◆ **Énoncé de l'exercice a**
Indiquez combien de lignes des entrées contiennent la chaîne « meadow », en respectant la casse. Ne donnez que ce nombre.

◆ **Extrait du texte**
· · · · ·

La chute des cours de Wall Street déprime les marchés asiatiques et les bourses européennes. Rendus frileux, les investisseurs se retirent en masse de ces marchés jugés soudain trop périlleux et rapatrient leurs capitaux ("rush to safety"). Les monnaies des pays les plus fragiles se déprécient face aux devises dominantes (dollar et euro), aggravant encore leur situation, en accroissant artificiellement le poids de leur dette et en rendant plus onéreux leurs achats de technologie. Comme toujours, le laboureur du delta du Mékong finit par trinquer. Mais par ailleurs, en rendant leurs exportations plus chères, leurs monnaies renforcées plombent le retour à la profitabilité des entreprises européennes et américaines, ce qui ne fait qu'amplifier et prolonger la crise (4) (5).

Les premiers symptômes de contagion

Les premiers signes en provenance des États-Unis font craindre que le processus que nous venons de décrire ne soit déjà amorcé. Au second trimestre 2001, en effet, et pour la première fois depuis 1991, les profits des entreprises américaines ont décliné — en moyenne de 17% par rapport au trimestre correspondant l'année précédente (6). Comme on pouvait s'y attendre, l'investissement industriel a dévalé la même pente : alors qu'entre juin 1999 et juin 2000, il avait augmenté de 69 milliards de dollars par trimestre, il n'a cru que de 3 milliards par trimestre de juin 2000 à mars 2001, et l'on s'attend à ce qu'au cours de l'année à venir il diminue de 6 milliards par trimestre (7). Par ailleurs, les investissements en venture capital ont chuté de 31% du 3ème au 4ème trimestre 2000, tandis que les introductions en bourse (IPO) ne parvenaient à lever que 4 milliards de dollars pour les 3 premiers trimestres de 2001, à comparer aux 23 milliards levés au cours du seul dernier trimestre 1999.

· · · · ·

◆ **Données fournies**
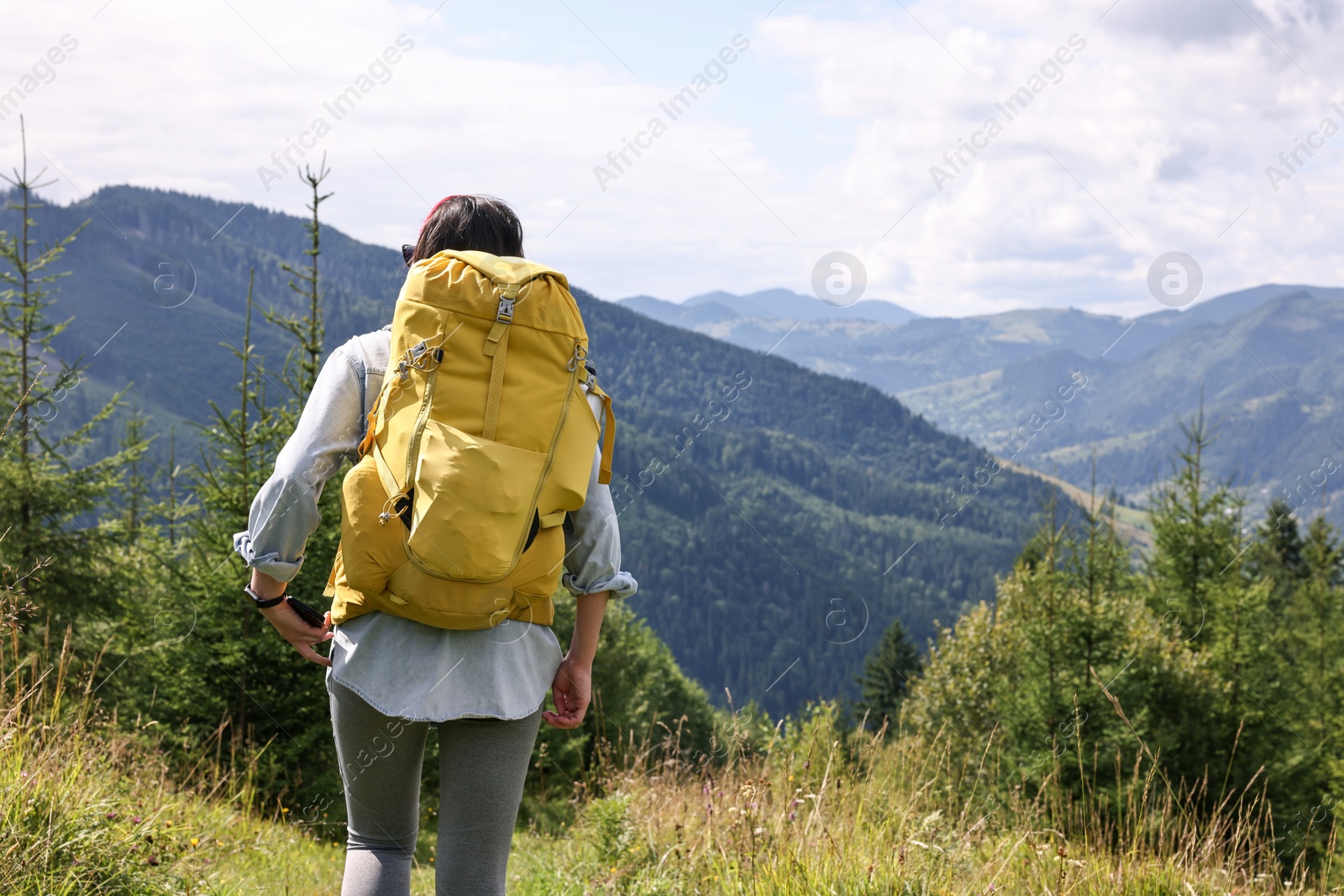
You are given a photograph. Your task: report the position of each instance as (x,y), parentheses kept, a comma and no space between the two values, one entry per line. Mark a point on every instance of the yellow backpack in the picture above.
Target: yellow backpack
(480,443)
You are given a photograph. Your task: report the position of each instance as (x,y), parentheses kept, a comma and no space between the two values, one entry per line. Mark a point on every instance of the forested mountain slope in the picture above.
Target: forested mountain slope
(777,519)
(1267,359)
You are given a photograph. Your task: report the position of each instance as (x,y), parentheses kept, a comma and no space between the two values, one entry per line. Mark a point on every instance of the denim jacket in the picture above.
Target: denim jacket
(333,423)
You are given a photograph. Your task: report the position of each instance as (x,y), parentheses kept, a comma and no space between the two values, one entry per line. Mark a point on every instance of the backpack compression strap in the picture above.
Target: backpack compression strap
(604,474)
(496,348)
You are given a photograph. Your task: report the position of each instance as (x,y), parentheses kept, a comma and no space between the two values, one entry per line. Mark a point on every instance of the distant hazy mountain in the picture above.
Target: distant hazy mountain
(1261,356)
(719,307)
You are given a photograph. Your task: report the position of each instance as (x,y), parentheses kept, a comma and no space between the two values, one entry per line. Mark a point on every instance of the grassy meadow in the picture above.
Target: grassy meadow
(91,805)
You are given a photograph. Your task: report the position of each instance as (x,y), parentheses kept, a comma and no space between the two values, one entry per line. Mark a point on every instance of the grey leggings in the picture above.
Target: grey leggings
(481,763)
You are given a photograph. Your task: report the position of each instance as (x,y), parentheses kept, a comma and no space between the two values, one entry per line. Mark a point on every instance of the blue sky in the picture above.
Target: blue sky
(1156,136)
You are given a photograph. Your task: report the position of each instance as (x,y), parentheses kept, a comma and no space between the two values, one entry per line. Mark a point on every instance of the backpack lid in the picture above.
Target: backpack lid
(501,270)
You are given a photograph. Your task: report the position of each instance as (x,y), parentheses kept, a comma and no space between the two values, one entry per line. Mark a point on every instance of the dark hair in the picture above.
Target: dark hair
(470,223)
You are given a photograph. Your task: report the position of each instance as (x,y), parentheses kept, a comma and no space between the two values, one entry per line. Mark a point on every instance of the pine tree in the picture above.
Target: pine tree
(304,363)
(49,496)
(887,676)
(1196,537)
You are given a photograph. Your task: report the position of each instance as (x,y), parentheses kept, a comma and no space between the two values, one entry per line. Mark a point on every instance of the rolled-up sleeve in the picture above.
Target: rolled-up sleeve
(284,513)
(593,540)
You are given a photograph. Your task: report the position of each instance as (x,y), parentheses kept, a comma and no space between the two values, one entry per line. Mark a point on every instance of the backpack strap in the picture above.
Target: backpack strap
(496,347)
(604,474)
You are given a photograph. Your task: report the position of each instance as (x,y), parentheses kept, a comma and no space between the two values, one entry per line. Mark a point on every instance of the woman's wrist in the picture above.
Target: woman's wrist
(588,625)
(266,586)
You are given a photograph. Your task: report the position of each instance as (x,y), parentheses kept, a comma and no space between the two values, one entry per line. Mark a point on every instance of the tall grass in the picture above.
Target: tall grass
(823,812)
(89,804)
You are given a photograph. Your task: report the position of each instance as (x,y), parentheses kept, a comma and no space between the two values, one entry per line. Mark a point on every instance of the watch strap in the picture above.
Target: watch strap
(262,604)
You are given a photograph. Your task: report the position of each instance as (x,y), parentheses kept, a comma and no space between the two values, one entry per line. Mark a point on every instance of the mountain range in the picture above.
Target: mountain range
(1267,363)
(777,519)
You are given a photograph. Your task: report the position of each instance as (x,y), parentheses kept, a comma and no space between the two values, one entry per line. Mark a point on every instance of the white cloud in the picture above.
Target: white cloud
(1168,118)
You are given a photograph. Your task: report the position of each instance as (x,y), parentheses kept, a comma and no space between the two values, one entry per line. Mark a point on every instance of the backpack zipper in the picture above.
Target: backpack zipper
(421,419)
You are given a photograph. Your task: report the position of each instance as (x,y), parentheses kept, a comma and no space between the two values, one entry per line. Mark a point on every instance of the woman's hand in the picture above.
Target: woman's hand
(289,624)
(573,687)
(571,692)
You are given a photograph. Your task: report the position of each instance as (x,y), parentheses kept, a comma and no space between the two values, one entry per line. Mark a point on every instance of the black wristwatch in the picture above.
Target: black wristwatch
(262,604)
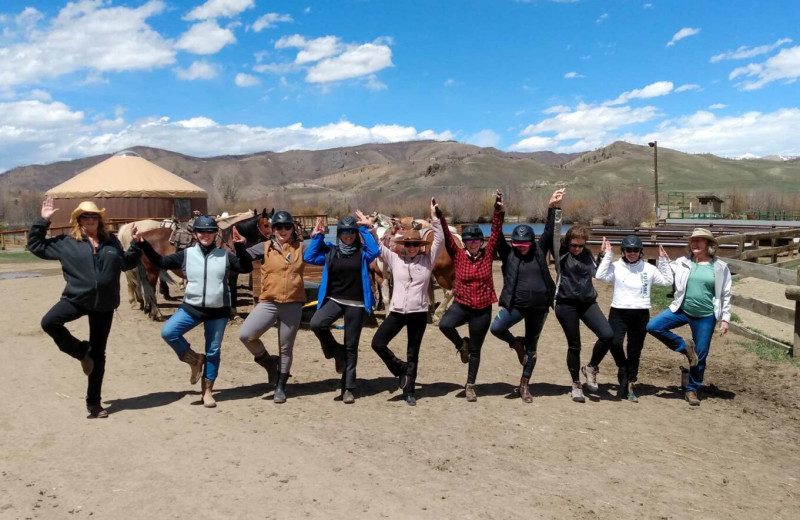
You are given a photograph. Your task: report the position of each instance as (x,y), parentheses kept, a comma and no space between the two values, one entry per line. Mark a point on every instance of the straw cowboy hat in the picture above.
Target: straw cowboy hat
(704,233)
(86,206)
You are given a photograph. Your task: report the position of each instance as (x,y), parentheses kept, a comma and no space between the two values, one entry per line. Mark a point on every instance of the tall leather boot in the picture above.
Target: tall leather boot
(524,391)
(196,362)
(270,364)
(280,389)
(208,399)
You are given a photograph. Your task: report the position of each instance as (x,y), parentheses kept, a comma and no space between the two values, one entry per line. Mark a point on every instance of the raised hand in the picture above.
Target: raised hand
(237,238)
(47,208)
(319,227)
(557,197)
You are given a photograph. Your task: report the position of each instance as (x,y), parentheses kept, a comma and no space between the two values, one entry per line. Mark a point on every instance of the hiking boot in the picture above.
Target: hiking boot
(96,411)
(196,362)
(524,391)
(208,399)
(590,374)
(87,363)
(464,350)
(518,345)
(691,353)
(469,390)
(270,364)
(577,392)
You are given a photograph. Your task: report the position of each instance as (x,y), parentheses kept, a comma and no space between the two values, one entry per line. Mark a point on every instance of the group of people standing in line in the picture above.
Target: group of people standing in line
(92,260)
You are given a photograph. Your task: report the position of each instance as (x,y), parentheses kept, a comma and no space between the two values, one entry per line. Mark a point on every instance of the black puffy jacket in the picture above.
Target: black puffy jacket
(92,279)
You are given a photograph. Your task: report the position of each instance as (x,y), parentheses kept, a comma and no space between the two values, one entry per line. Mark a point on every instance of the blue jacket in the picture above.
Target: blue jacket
(320,253)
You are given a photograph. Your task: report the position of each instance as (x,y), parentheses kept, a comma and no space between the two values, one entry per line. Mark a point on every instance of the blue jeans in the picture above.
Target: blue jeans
(702,330)
(182,322)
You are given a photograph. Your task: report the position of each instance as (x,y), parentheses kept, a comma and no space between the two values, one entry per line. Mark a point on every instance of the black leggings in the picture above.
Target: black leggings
(479,321)
(569,315)
(99,328)
(415,324)
(632,322)
(353,322)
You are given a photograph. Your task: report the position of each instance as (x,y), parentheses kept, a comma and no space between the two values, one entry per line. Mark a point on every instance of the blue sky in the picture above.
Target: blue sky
(219,77)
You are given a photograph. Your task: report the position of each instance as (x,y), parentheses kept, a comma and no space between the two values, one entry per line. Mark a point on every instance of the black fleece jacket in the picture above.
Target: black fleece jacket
(92,278)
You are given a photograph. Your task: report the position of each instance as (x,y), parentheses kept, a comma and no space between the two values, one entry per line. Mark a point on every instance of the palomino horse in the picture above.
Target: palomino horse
(443,272)
(143,280)
(255,228)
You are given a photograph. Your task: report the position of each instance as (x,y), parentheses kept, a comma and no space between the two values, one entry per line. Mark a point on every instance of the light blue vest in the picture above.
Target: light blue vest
(206,278)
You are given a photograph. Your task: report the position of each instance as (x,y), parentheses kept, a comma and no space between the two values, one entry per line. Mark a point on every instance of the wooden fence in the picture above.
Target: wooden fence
(745,263)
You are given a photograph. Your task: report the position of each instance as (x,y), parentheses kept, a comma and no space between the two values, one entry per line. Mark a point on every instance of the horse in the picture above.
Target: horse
(143,280)
(255,228)
(442,273)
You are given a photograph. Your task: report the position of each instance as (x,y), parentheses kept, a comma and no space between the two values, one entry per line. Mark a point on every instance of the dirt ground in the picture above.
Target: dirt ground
(161,455)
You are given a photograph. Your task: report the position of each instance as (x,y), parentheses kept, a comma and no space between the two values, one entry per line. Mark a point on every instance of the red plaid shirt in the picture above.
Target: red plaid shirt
(474,286)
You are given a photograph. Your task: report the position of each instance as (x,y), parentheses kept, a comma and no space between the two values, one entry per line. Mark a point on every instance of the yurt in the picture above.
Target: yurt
(129,187)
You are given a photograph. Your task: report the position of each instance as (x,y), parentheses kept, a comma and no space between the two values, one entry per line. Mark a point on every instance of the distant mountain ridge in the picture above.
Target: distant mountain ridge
(410,169)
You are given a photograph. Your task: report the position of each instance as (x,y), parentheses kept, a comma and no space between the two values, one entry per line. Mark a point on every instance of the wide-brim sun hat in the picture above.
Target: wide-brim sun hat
(86,206)
(704,233)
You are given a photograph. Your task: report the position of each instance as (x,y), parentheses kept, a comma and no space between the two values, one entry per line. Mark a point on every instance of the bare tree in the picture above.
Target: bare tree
(632,207)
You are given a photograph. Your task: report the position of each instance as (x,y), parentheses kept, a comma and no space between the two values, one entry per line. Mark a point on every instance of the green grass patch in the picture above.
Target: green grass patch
(18,257)
(768,352)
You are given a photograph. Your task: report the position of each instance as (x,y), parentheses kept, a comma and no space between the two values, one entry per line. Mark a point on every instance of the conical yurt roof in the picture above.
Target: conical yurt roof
(126,174)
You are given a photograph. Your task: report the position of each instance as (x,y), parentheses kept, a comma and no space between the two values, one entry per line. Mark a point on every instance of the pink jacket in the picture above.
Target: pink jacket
(412,276)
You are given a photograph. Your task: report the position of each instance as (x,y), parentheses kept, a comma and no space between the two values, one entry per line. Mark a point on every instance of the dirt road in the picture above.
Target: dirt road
(161,455)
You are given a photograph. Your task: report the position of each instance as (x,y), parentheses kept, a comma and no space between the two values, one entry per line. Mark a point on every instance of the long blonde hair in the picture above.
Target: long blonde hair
(77,233)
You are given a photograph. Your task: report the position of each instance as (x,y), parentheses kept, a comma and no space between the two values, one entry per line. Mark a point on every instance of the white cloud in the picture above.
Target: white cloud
(311,50)
(198,70)
(205,38)
(270,20)
(86,36)
(486,138)
(246,80)
(687,87)
(354,62)
(683,33)
(783,66)
(659,88)
(746,52)
(219,9)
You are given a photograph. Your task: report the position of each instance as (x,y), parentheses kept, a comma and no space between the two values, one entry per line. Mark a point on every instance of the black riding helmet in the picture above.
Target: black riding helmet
(347,223)
(282,217)
(472,233)
(205,223)
(523,233)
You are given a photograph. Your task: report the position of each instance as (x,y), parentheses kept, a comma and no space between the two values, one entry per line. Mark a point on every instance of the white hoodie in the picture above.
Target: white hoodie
(632,282)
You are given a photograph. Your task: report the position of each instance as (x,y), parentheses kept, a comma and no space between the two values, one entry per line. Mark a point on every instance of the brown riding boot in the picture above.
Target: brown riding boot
(208,399)
(196,361)
(524,391)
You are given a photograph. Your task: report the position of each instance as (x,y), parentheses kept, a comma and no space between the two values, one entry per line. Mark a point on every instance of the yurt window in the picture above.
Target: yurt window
(182,208)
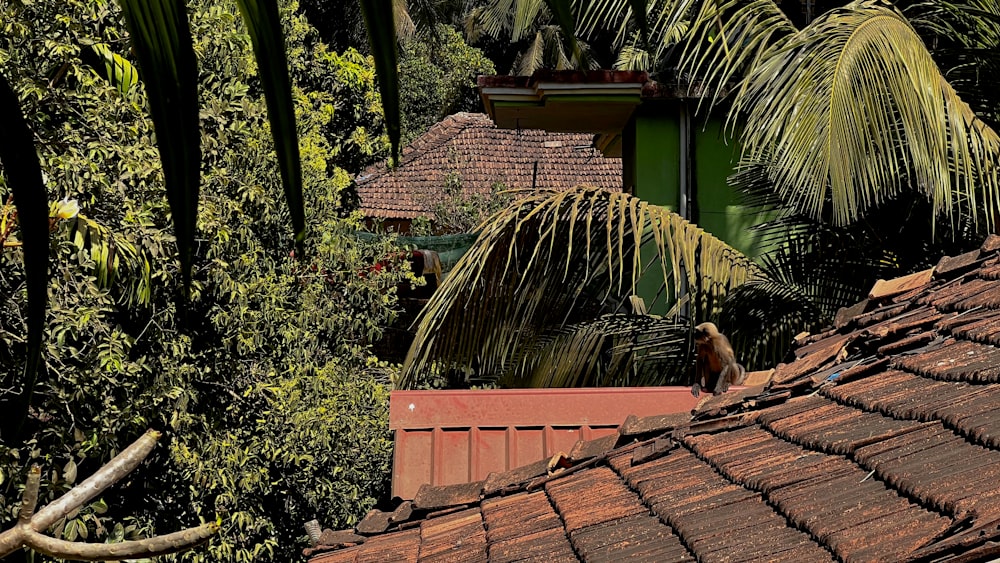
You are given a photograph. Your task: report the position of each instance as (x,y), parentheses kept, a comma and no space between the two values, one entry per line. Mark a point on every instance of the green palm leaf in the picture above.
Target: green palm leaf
(852,110)
(24,176)
(117,69)
(557,259)
(162,40)
(614,350)
(378,16)
(264,27)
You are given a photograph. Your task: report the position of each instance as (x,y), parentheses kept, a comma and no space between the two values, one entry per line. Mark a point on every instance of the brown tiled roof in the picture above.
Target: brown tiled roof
(470,145)
(879,442)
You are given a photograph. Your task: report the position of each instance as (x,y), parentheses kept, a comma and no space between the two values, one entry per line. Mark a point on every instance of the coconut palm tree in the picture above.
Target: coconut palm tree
(167,67)
(867,157)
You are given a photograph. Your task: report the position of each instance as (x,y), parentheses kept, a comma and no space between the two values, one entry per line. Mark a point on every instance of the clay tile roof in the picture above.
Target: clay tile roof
(879,442)
(471,146)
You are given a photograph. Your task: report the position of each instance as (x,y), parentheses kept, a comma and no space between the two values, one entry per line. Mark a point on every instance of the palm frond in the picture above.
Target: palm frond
(117,70)
(526,13)
(406,29)
(965,40)
(555,259)
(264,27)
(162,41)
(117,262)
(379,20)
(615,350)
(633,57)
(853,110)
(726,40)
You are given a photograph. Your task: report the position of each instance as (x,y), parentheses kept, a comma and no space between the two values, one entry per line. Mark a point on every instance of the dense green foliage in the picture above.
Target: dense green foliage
(273,408)
(437,75)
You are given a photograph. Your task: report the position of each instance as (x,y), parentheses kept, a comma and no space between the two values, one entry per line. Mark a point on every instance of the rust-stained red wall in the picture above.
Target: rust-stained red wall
(446,437)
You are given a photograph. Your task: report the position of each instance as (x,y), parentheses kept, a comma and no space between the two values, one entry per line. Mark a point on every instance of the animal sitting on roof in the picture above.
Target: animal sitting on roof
(715,364)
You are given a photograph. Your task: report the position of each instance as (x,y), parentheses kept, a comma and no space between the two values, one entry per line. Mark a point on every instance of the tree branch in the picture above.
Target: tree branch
(27,531)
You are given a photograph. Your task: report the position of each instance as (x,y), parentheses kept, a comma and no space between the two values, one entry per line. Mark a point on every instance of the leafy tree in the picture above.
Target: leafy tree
(437,74)
(870,160)
(273,409)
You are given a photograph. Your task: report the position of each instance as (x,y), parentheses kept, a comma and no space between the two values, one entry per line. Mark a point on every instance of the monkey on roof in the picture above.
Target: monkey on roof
(715,364)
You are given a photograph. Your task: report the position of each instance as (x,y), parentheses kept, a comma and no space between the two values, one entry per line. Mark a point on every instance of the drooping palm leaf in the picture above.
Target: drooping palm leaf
(378,16)
(24,176)
(614,350)
(556,259)
(162,40)
(853,110)
(264,27)
(726,39)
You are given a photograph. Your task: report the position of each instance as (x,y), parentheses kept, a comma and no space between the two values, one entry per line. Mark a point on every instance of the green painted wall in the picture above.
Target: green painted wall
(657,153)
(651,163)
(719,208)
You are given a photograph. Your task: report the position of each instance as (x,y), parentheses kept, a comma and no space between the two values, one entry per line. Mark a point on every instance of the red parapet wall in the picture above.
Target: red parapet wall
(448,437)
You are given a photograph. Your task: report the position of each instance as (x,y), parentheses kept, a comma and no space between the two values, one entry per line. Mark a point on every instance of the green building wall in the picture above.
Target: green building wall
(653,161)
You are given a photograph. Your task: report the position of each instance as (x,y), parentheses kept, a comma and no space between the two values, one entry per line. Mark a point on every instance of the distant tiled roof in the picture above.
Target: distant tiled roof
(470,145)
(879,442)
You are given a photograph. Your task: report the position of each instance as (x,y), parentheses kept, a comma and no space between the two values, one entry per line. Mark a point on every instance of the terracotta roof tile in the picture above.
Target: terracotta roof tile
(471,146)
(879,442)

· · · · ·

◆ **Énoncé de l'exercice b**
D'après l'extrait sur la contagion de la crise boursière, de combien les profits des entreprises américaines ont-ils diminué en moyenne au second trimestre 2001 ?

◆ **Solution proposée a**
2

◆ **Solution proposée b**
De 17 % par rapport au trimestre correspondant de l'année précédente.